>> START Given data

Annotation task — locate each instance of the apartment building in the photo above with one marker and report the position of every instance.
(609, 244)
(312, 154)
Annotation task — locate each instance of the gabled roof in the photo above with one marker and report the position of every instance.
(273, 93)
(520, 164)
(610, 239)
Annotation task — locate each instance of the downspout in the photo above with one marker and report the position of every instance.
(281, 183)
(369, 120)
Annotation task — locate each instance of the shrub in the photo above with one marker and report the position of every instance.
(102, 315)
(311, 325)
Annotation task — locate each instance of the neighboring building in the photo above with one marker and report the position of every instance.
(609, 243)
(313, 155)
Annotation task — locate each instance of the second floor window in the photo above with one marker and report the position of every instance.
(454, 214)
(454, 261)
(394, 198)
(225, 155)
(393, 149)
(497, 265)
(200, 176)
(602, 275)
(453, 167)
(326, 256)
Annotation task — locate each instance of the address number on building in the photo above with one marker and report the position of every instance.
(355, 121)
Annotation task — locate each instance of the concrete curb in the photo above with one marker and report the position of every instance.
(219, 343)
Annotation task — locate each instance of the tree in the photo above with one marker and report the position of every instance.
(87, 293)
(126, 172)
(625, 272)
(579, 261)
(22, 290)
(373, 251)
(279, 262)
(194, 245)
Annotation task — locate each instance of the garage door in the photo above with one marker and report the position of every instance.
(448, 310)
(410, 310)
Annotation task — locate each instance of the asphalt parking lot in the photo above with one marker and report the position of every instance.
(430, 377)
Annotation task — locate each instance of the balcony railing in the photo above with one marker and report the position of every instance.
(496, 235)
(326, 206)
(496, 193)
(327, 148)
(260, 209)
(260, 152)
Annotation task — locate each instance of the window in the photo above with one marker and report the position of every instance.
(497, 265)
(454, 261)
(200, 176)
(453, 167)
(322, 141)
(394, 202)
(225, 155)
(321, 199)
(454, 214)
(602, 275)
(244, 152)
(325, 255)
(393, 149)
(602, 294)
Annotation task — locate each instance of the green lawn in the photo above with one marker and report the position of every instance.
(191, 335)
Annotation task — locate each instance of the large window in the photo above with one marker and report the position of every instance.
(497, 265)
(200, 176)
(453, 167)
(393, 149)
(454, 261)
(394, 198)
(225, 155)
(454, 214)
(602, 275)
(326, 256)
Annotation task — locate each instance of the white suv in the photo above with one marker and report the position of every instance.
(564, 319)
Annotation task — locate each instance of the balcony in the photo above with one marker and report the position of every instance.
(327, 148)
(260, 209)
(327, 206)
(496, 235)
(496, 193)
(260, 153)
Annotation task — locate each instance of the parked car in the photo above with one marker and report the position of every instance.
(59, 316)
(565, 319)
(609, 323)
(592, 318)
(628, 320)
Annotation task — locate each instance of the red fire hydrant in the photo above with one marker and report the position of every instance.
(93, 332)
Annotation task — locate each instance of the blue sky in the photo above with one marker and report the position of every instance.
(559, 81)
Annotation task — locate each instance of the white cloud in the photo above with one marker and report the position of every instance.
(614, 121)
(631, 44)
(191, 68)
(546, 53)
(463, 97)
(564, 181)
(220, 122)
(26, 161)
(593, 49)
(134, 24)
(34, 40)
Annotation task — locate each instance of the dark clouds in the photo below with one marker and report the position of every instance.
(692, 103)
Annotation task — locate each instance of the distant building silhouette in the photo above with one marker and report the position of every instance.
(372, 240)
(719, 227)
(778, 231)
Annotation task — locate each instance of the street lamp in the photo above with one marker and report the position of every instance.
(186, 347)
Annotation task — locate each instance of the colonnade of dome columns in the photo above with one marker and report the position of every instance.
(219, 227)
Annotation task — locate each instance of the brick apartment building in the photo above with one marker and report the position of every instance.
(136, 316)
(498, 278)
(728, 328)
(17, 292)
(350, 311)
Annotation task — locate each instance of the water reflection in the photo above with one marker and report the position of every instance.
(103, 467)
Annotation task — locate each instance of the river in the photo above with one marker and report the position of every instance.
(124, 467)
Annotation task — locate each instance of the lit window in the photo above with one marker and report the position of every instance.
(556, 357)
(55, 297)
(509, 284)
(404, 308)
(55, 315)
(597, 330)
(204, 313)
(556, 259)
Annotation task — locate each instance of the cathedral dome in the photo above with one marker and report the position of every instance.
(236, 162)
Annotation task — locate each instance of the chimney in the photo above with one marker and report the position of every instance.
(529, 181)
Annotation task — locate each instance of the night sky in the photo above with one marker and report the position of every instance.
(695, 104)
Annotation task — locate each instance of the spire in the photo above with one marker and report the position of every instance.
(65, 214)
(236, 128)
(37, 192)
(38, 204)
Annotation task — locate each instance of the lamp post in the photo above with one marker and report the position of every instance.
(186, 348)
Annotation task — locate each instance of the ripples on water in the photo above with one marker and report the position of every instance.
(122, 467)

>> END Given data
>> START Given data

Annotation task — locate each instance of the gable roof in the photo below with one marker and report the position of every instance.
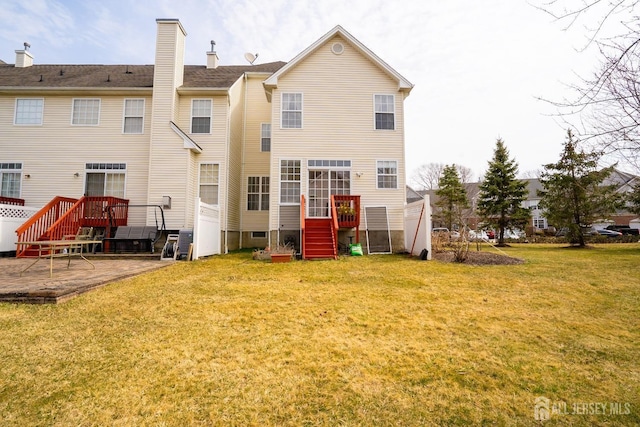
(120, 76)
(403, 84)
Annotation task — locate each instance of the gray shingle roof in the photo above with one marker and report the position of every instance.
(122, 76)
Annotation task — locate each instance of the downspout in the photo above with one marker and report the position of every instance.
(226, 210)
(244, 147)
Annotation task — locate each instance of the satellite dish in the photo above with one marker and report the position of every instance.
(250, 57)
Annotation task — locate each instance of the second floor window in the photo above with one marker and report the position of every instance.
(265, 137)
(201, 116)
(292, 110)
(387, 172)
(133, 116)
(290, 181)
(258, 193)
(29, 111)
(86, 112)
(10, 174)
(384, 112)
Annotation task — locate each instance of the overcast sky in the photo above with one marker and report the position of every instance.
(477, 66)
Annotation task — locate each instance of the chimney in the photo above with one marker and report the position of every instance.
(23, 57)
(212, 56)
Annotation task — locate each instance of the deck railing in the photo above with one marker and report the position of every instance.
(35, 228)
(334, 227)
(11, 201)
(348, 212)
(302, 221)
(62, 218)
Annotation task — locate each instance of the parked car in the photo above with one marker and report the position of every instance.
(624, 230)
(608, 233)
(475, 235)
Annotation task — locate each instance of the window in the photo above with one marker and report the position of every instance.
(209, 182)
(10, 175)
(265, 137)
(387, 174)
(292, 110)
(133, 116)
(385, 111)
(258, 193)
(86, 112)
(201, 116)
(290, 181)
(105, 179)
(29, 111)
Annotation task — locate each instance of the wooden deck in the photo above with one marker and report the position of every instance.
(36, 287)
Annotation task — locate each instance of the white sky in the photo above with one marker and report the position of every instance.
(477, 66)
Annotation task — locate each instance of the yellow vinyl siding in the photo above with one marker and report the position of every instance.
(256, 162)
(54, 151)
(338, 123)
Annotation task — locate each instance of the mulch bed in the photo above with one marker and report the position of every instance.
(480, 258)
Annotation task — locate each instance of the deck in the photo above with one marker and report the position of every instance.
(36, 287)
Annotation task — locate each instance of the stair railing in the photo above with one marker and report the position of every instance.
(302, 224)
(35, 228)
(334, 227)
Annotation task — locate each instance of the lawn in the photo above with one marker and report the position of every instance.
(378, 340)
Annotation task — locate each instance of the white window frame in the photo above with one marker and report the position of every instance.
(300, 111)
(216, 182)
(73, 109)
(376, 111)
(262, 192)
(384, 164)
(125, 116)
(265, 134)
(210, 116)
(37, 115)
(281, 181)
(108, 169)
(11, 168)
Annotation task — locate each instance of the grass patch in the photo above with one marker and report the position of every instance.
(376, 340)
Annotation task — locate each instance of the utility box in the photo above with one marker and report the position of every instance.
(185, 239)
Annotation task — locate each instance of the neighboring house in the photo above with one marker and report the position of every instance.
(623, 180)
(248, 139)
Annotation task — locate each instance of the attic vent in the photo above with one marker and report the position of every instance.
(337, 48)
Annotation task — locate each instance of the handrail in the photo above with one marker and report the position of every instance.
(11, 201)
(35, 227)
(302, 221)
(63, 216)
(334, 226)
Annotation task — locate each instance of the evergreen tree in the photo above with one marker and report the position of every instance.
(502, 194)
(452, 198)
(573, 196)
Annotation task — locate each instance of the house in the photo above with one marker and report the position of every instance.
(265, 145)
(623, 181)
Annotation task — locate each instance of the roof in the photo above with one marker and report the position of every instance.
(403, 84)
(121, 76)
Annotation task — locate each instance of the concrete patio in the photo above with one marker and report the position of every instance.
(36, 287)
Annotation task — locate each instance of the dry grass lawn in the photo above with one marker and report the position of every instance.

>> END Given data
>> START Given data

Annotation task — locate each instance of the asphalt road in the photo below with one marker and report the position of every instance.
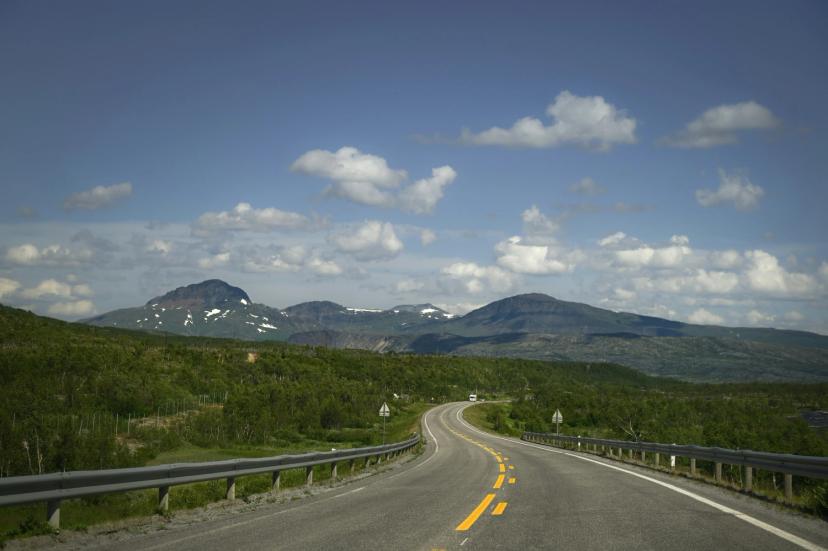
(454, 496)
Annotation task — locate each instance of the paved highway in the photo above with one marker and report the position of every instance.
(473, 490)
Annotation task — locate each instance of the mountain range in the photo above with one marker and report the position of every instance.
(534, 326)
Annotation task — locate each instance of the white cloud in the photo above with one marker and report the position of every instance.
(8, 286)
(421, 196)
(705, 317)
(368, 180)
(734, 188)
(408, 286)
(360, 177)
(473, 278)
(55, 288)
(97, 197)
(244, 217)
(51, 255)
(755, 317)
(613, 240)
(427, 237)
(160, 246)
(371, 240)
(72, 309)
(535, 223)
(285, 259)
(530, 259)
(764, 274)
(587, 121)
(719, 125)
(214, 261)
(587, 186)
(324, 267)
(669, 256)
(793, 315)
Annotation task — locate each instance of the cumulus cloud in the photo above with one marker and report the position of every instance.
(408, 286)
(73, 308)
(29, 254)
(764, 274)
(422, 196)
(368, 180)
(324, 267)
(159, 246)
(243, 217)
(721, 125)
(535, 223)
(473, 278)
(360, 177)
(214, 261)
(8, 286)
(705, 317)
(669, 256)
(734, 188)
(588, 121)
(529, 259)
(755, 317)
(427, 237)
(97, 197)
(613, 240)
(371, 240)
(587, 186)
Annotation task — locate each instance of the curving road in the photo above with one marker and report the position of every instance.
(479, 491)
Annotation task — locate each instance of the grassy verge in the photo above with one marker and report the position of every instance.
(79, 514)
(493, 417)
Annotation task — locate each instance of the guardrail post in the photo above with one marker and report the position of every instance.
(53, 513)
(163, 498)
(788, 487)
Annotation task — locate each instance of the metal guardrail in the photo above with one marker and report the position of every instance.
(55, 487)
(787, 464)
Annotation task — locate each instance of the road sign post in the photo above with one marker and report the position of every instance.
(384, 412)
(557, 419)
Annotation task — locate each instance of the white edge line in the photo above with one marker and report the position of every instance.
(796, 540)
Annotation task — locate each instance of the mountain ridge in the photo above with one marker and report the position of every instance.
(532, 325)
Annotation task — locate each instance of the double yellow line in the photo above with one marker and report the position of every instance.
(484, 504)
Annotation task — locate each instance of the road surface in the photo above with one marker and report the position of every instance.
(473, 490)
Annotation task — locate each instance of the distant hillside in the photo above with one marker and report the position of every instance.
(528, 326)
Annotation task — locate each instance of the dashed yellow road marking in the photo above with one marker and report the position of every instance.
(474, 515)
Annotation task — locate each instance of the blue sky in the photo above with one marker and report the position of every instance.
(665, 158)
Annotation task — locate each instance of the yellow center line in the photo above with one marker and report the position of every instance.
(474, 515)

>> END Given data

§ What the task requires:
Can you reproduce, word for word, the data from the line containing "Annotation task — locate each instance of the deck in" through the line containing "Annotation task — locate each instance of the dry", including both of those lines?

§ Result of this task:
Annotation task — locate each instance of the deck in the photo above with one marker and report the position of every instance.
(36, 287)
Annotation task — locate each instance of the stair railing in the photo above with one marker and report the position of every instance.
(302, 224)
(35, 228)
(334, 227)
Annotation task — locate each instance of the lawn in the photo above with one marker and report the position of every instance.
(378, 340)
Annotation task — locate each instance of the white window frame in the photo above with one marker and report the position of every instance.
(300, 111)
(216, 182)
(73, 109)
(376, 111)
(262, 192)
(384, 164)
(125, 116)
(265, 134)
(210, 116)
(37, 115)
(281, 181)
(108, 169)
(11, 168)
Annotation task — locate each instance of the grass patch in the photo above with one marker and report the position of every instance.
(376, 340)
Annotation task — locate each instance of the utility box in the photo above with one marker and report the position of every instance.
(185, 239)
Annotation task — locate each instance of the neighboring house in the photo above with one marker and report the position of every instance.
(623, 180)
(248, 139)
Annotation task — locate each instance of the attic vent in the photo above with one marker and report the position of every instance.
(337, 48)
Annotation task — locate each instance of the handrail in the photo above with one marker and report the position of every instance.
(11, 201)
(35, 227)
(302, 221)
(63, 216)
(334, 226)
Annotation task — locate each instance of the evergreen tree in the photo above with one marker and report the position of every instance.
(502, 194)
(452, 198)
(573, 196)
Annotation task — locate each instance of the house in the photo above with one marker and report the position of every instance.
(265, 145)
(623, 181)
Annotation task — locate each instance of the roof in the photo above with one marker and report the position of every instance.
(403, 84)
(121, 76)
Annotation task — locate each instance of the concrete patio in the photo above with one marker and report the position of every instance.
(36, 287)
Annotation task — locate each instance of the dry grass lawn in the photo above with one marker and report the position of every instance.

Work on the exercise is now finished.